START Provided data

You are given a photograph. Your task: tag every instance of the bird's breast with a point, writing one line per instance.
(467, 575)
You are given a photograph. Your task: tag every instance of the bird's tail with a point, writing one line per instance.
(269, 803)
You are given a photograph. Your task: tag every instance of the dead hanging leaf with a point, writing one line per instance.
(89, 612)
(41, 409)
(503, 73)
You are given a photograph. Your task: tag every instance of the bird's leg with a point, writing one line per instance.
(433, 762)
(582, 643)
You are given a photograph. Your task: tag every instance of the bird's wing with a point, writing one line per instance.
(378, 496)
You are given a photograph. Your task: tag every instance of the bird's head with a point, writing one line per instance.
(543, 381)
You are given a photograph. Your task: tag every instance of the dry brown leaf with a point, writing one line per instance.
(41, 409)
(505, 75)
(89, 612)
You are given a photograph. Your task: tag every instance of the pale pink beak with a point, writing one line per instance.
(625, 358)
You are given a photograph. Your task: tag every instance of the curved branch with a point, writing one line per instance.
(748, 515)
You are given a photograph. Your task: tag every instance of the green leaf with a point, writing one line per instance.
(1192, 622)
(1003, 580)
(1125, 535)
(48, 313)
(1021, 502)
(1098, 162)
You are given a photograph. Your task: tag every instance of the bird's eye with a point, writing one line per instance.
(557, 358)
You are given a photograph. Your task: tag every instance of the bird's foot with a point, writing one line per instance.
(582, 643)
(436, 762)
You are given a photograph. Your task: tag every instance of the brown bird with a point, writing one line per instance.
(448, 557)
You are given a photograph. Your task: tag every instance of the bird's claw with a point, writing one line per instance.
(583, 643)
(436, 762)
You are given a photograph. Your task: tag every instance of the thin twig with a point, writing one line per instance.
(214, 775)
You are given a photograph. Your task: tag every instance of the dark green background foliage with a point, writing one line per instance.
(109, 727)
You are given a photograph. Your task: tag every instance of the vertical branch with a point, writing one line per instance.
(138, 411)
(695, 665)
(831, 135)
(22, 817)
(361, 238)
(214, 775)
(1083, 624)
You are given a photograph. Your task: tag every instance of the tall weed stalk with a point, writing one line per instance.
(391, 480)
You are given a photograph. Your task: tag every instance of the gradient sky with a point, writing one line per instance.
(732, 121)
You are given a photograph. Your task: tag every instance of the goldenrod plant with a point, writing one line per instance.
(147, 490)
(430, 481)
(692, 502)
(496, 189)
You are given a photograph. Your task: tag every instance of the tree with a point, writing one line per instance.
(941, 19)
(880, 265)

END Provided data

- _What is required_: Each entry above is to be set down again in exactly the same words.

- _Task result_:
You are given a photograph. Your task: tag every instance of the bird's breast with a point, writing one line per instance.
(467, 575)
You are given a photograph. Your task: tag every instance of the bird's tail with a point, writing one line per instance.
(269, 803)
You are given a photograph. Your task: tag every instance of the dead hanging leaf with a point, writing one line per instance.
(89, 612)
(41, 409)
(503, 73)
You are given a photograph. Your task: tag every instance of the bird's leg with a point, writing one line per instance.
(433, 762)
(582, 643)
You are given a photograph. Your task: tag every instance of the bird's wing with a point, writing one line per instance.
(378, 496)
You are given a photograph. Your task: tag every instance of the bird's head with a point, writing one line per instance.
(543, 381)
You are given a photograph. Your task: tag every instance of the dry brown leaf with a point, writing one line per instance.
(41, 409)
(505, 75)
(89, 612)
You are given a photograph. Your task: tag every instance of the pale pink beak with a point, writing one line per instance.
(625, 358)
You are given a photograph. Your task: tag every instance of the curved branch with a point, writing one line per instance.
(748, 515)
You are given a photograph. Your task: tag every instance of the green leaf with a point, writing one line per instance.
(1192, 622)
(1003, 580)
(1125, 535)
(48, 313)
(1021, 502)
(1098, 162)
You are given a photograph. Your task: tag every instance of the bird's eye with a point, writing one line per instance.
(557, 358)
You are given a photograph. Your task: tag every instance of the bird's foot with a point, writing one line per instance.
(582, 643)
(436, 762)
You are given a photograph. Your task: tag every instance of the brown bird with a point, writing one line per instance.
(448, 557)
You are given a photograph. Your task: tag every instance of the bird's claw with a point, writing one line per instance.
(583, 643)
(436, 762)
You are given a photograph. Your task: tag every instance of the thin twig with a point, writing one line per instance.
(214, 775)
You are given a photograph. Your task: tag every instance of the dark green background foliage with a point, writing one line per instance.
(109, 727)
You are given a photograph. Your task: tag every instance of the vertical branch with a point, writing one line per instance.
(138, 411)
(695, 665)
(831, 135)
(22, 817)
(361, 238)
(214, 775)
(1083, 624)
You are given a photograph. Your task: tag every instance of the tall weed stalk with a point, writing one line per instance.
(391, 480)
You are given a photograph. Your task: tag every instance of the gradient sky with a point, writing one line per instance.
(732, 121)
You are given a photograph. Your task: tag every instance of the goldenrod plant with a point, writing one line per instance.
(147, 490)
(430, 481)
(692, 502)
(496, 189)
You are given a photograph. Your task: tag every instance of the tree with a point, writing one line per instance.
(941, 19)
(880, 265)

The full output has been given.